## [Your task]
Please write out, unchanged, the stretch of entries from the very first line through the line containing "[503,261,528,331]", with both ends included. Output only those lines.

— START OF Data supplied —

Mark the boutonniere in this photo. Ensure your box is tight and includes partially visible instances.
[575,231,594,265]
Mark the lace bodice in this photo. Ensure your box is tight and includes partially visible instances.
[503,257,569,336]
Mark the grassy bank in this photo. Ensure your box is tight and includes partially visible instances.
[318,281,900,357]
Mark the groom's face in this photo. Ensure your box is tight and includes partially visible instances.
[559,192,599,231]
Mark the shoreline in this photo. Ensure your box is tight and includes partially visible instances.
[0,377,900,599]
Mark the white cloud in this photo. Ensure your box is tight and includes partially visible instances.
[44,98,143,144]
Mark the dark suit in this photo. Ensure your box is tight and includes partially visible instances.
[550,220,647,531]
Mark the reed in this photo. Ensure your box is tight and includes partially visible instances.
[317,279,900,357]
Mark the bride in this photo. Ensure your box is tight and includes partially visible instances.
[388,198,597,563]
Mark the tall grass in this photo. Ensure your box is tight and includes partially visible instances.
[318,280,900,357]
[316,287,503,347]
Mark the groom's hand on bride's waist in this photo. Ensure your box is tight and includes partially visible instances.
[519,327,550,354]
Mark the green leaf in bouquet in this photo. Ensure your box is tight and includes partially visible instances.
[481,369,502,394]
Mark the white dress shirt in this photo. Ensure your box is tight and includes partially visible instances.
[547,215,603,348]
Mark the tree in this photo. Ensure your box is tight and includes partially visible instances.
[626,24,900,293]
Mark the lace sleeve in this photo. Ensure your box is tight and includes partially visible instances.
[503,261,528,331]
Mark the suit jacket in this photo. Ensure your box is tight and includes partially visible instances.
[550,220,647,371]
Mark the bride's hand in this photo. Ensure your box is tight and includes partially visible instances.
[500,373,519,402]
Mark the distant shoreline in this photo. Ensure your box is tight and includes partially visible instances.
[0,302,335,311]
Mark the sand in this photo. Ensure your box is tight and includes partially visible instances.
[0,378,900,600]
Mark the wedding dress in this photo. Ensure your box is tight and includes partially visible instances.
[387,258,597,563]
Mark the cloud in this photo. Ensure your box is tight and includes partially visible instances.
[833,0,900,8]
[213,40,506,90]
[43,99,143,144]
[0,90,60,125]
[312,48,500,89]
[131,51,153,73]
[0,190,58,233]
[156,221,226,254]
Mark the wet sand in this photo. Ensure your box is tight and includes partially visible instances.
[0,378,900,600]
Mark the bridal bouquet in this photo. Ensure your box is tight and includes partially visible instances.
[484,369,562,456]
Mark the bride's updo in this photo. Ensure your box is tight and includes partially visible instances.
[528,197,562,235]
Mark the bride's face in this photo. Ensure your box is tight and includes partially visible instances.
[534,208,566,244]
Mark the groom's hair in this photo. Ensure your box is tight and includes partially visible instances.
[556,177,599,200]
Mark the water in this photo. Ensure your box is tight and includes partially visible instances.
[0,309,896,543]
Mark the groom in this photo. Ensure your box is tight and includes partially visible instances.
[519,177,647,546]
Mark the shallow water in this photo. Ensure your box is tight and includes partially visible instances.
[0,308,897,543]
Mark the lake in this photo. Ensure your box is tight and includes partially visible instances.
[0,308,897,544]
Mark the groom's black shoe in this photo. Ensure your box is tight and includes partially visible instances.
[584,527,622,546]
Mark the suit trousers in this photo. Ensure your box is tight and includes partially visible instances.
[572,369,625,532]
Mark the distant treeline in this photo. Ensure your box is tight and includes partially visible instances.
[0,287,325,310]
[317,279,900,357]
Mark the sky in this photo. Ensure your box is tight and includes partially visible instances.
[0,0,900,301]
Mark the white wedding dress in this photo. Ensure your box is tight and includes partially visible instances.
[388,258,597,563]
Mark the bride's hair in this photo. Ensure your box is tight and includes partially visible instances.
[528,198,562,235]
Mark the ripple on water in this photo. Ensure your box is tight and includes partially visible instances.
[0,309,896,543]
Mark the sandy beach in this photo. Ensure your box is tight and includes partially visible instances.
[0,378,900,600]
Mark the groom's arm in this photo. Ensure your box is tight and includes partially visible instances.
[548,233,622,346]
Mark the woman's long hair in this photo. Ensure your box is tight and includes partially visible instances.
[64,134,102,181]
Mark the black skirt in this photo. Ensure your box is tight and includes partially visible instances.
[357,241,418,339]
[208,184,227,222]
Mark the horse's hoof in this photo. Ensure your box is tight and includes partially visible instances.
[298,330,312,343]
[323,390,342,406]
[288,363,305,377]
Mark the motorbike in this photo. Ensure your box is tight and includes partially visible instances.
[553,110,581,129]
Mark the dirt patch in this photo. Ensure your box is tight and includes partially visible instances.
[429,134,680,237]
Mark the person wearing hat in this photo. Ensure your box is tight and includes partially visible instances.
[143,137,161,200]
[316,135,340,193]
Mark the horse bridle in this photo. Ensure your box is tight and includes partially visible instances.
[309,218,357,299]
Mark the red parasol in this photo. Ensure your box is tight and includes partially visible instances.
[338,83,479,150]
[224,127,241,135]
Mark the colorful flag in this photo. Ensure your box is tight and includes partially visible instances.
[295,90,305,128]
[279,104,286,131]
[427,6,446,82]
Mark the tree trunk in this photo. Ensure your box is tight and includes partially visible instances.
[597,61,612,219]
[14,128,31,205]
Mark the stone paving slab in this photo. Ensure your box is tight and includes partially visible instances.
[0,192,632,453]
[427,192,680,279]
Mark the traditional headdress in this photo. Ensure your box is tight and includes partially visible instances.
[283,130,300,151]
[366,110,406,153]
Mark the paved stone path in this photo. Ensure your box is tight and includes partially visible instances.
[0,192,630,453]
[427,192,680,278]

— END OF Data supplied —

## [Exercise solution]
Mark the boutonniere in this photo. Ensure your box is tight and includes partially visible instances.
[575,231,594,265]
Mark the lace bodice in this photo. Ensure your box is tight and includes partially visible instances.
[503,257,569,336]
Mark the grassy bank in this photo. Ensure your box is tight and includes partially visible instances.
[318,281,900,357]
Mark the groom's face in this photo. Ensure your box is tight and includes partially visible instances.
[559,192,599,231]
Mark the shoreline in this photo. Ensure your box is tight and includes partially visible instances.
[0,377,900,599]
Mark the white cloud in this photo. Ensure your box is tight and includes partially visible instances.
[44,98,143,144]
Mark the dark suit in this photo. Ensure your box is tight and includes partially visible instances.
[550,220,647,531]
Mark the reed in this photo. Ensure your box is tight and includes partially visible instances.
[317,279,900,357]
Mark the bride in this photo. Ensure your box is tight and includes partially visible instances.
[388,198,597,563]
Mark the tall grass in this photo. Ensure your box is tight and includes partially visible instances.
[318,280,900,357]
[316,287,503,347]
Mark the groom's hand on bride's waist in this photo. Ensure your box is tight and includes partially visible instances.
[519,327,550,354]
Mark the green leaf in bouquet in this photo. Ensure your box is tight and includes partially visible instances.
[481,369,502,394]
Mark the white dress shirt in this photo. Ensure your box is tight and includes partially visible instances.
[547,215,603,348]
Mark the tree in this photo. Ensure your box is tight and includes partially visible instances.
[626,24,900,293]
Mark the lace sleeve in this photo. Ensure your box is tight and includes partially visible instances.
[503,261,528,331]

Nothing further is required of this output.